■ What is being asked ■
Print, exactly and in order, the part of the lines below that opens with the line containing "Each instance of the man wearing" and closes with the line containing "pixel 136 286", including both of those lines.

(Collected data entries)
........

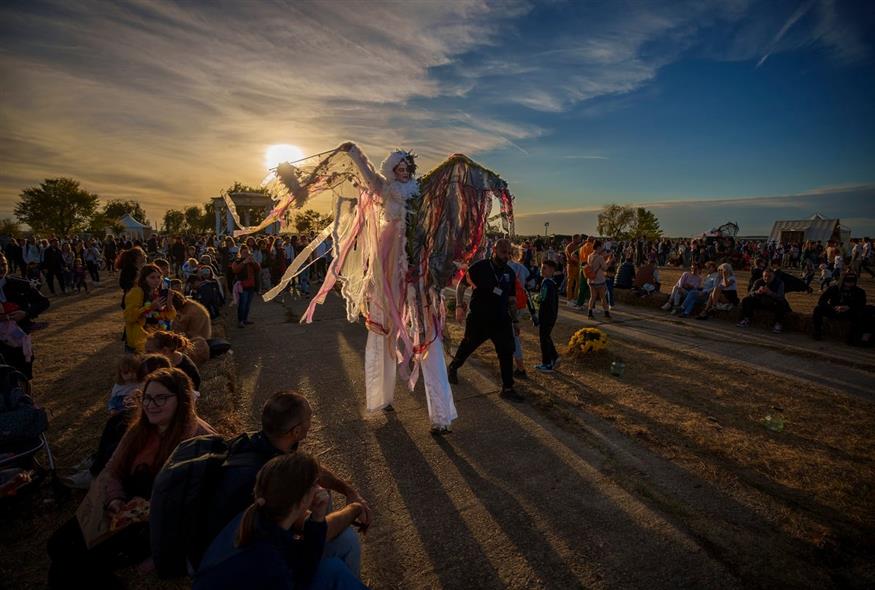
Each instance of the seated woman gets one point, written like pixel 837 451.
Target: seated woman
pixel 165 417
pixel 724 295
pixel 689 281
pixel 147 308
pixel 176 348
pixel 192 318
pixel 693 298
pixel 273 543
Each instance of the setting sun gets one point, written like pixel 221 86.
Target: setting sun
pixel 281 152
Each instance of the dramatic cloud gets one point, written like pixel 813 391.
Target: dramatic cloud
pixel 169 102
pixel 854 205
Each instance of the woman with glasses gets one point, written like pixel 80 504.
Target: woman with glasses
pixel 165 417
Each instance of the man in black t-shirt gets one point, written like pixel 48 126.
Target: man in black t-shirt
pixel 491 314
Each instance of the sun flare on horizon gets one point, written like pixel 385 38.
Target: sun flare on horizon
pixel 281 152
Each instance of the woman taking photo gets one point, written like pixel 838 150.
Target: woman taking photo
pixel 147 308
pixel 106 534
pixel 246 270
pixel 273 543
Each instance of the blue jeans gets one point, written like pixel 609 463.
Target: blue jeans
pixel 345 547
pixel 333 574
pixel 244 304
pixel 692 299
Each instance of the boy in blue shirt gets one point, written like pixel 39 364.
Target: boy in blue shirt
pixel 548 311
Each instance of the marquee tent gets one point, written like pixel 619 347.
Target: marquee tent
pixel 815 229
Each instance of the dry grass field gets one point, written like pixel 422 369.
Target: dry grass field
pixel 682 433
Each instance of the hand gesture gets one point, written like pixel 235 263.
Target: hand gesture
pixel 115 506
pixel 365 512
pixel 319 506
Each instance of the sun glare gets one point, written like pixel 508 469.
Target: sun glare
pixel 281 152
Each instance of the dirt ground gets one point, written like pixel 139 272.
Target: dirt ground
pixel 667 477
pixel 799 302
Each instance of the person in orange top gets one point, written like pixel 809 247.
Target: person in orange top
pixel 585 250
pixel 573 270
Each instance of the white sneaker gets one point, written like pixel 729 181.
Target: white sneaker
pixel 81 480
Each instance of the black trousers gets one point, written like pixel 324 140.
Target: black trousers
pixel 51 273
pixel 751 302
pixel 548 351
pixel 826 311
pixel 477 331
pixel 94 271
pixel 73 564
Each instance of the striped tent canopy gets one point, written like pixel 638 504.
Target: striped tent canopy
pixel 816 228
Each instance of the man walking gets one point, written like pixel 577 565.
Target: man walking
pixel 572 272
pixel 491 314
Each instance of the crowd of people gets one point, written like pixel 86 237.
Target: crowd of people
pixel 267 515
pixel 587 271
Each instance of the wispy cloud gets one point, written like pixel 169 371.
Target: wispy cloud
pixel 755 214
pixel 797 14
pixel 193 95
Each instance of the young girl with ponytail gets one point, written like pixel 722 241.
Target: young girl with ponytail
pixel 273 543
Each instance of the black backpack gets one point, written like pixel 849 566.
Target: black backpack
pixel 20 419
pixel 181 498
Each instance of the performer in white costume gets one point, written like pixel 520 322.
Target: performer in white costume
pixel 395 248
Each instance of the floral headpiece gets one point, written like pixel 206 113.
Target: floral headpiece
pixel 392 160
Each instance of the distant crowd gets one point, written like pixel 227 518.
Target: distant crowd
pixel 589 269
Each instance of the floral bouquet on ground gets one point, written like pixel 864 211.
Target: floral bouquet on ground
pixel 586 341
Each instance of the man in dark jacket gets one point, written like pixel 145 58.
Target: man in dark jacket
pixel 285 422
pixel 548 311
pixel 842 302
pixel 767 292
pixel 491 314
pixel 53 263
pixel 21 303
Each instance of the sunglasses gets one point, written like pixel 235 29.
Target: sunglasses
pixel 157 400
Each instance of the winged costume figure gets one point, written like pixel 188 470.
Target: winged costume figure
pixel 396 244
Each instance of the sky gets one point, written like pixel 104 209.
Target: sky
pixel 703 111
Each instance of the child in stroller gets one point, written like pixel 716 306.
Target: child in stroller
pixel 22 434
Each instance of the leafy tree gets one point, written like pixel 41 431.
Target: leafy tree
pixel 614 221
pixel 9 227
pixel 193 218
pixel 311 221
pixel 174 221
pixel 57 206
pixel 239 187
pixel 645 225
pixel 118 207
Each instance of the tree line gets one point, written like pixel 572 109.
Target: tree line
pixel 60 206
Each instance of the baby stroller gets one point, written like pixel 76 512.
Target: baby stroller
pixel 23 425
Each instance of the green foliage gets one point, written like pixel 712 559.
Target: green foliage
pixel 645 225
pixel 116 208
pixel 9 227
pixel 194 219
pixel 174 221
pixel 57 206
pixel 311 221
pixel 614 221
pixel 239 187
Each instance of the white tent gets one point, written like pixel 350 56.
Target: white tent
pixel 815 229
pixel 133 228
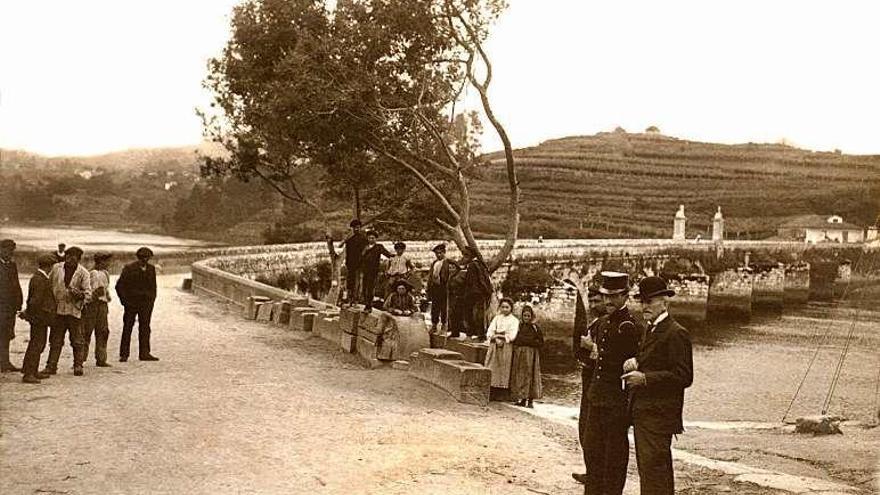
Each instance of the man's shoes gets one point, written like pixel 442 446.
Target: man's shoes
pixel 30 379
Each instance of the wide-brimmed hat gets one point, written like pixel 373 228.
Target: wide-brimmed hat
pixel 398 283
pixel 614 283
pixel 652 287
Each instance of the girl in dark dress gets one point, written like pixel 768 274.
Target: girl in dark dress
pixel 525 377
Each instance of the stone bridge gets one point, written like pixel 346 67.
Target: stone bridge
pixel 729 279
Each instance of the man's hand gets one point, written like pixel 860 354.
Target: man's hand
pixel 634 379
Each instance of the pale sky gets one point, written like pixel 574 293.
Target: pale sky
pixel 90 76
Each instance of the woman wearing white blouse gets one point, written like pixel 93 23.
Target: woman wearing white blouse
pixel 502 331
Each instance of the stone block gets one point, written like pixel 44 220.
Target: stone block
pixel 467 382
pixel 472 352
pixel 302 319
pixel 264 311
pixel 281 313
pixel 327 328
pixel 348 319
pixel 250 308
pixel 818 425
pixel 348 342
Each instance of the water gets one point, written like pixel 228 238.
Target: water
pixel 46 238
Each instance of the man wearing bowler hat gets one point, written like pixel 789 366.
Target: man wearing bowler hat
pixel 613 339
pixel 656 379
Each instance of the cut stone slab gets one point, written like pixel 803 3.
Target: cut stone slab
pixel 474 352
pixel 348 319
pixel 281 313
pixel 250 308
pixel 818 425
pixel 264 311
pixel 467 382
pixel 302 319
pixel 348 342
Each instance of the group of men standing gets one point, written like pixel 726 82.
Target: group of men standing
pixel 632 376
pixel 65 299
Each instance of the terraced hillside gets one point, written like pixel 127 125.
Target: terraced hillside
pixel 630 185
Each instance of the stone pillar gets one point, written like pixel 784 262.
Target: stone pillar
pixel 730 296
pixel 718 226
pixel 678 225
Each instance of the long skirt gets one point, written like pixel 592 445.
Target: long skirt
pixel 498 360
pixel 525 375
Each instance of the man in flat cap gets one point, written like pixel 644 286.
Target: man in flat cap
pixel 615 338
pixel 438 287
pixel 72 287
pixel 656 379
pixel 96 311
pixel 40 313
pixel 10 302
pixel 136 289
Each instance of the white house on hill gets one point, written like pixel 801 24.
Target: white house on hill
pixel 816 228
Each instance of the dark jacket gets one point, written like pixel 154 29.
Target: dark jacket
pixel 371 258
pixel 354 248
pixel 448 269
pixel 617 336
pixel 41 304
pixel 529 335
pixel 10 289
pixel 665 357
pixel 136 286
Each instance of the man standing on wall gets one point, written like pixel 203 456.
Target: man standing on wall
pixel 656 379
pixel 616 338
pixel 10 302
pixel 438 287
pixel 354 248
pixel 136 289
pixel 71 285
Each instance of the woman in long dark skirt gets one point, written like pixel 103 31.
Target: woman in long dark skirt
pixel 525 376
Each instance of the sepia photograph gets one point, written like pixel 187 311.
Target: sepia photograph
pixel 451 247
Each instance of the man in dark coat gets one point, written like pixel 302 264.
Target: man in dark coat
pixel 585 314
pixel 10 302
pixel 616 339
pixel 438 287
pixel 476 291
pixel 656 379
pixel 354 249
pixel 136 289
pixel 40 313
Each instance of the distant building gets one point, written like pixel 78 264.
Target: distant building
pixel 817 228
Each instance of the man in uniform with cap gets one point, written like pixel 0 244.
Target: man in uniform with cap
pixel 354 248
pixel 656 379
pixel 136 289
pixel 438 286
pixel 10 302
pixel 615 338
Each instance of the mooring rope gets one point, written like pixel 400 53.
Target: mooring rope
pixel 824 339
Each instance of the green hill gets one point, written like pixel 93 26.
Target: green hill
pixel 630 185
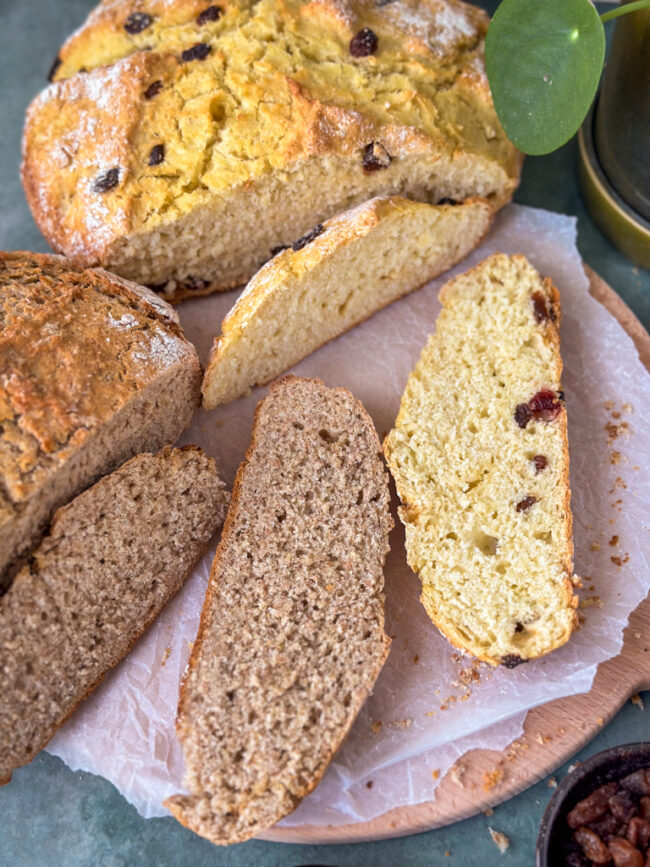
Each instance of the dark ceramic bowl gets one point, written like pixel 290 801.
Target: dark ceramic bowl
pixel 605 767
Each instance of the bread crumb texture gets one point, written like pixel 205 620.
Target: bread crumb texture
pixel 111 560
pixel 361 261
pixel 92 370
pixel 480 459
pixel 179 148
pixel 292 631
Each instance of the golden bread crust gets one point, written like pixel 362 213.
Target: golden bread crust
pixel 76 347
pixel 277 91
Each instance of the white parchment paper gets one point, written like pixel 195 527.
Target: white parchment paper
pixel 430 704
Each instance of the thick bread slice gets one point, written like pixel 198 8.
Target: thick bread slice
pixel 180 143
pixel 92 371
pixel 111 560
pixel 480 459
pixel 354 265
pixel 292 630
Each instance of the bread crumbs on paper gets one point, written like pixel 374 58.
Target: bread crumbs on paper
pixel 637 700
pixel 492 778
pixel 456 773
pixel 500 840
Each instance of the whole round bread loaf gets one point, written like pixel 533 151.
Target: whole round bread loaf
pixel 92 371
pixel 182 142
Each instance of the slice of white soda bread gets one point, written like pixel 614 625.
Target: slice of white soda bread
pixel 480 458
pixel 339 274
pixel 292 635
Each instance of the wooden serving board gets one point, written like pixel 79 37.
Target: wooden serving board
pixel 552 732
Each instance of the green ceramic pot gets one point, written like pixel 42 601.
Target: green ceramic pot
pixel 615 141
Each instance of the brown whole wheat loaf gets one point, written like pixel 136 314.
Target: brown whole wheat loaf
pixel 111 560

........

■ Solution for this problem ■
Each instance of the man wearing bowler hat gets one point, written like pixel 789 366.
Target: man wearing bowler hat
pixel 613 339
pixel 656 379
Each instance of the cut stone slab gets one point, written like pixel 803 3.
Target: cut stone slab
pixel 474 352
pixel 348 319
pixel 281 313
pixel 250 308
pixel 818 425
pixel 264 311
pixel 467 382
pixel 302 319
pixel 348 342
Each instance of the group of men standing gets one point, written like pixel 726 82.
Target: group of men standing
pixel 632 376
pixel 65 299
Each instance of the terraced hillside gets one point, written like pixel 127 125.
Target: terraced hillside
pixel 630 185
Each instance of the stone pillar gets one point, written like pixel 784 262.
Target: stone pillar
pixel 730 296
pixel 718 226
pixel 678 225
Each instance of the long skirt gets one point, written like pixel 592 445.
Target: long skirt
pixel 498 360
pixel 525 375
Each instance of the man in flat cap gets one point, written like pixel 644 286.
Target: man in flat cap
pixel 615 338
pixel 438 287
pixel 72 287
pixel 656 379
pixel 96 311
pixel 40 313
pixel 10 302
pixel 136 289
Each instance of the white house on hill gets one point, written like pixel 801 24.
Target: white house on hill
pixel 816 228
Each instance of the dark jacket gets one point, written like pixel 154 29.
Target: dark jacket
pixel 371 258
pixel 354 248
pixel 448 269
pixel 617 336
pixel 41 304
pixel 529 335
pixel 10 289
pixel 665 357
pixel 136 286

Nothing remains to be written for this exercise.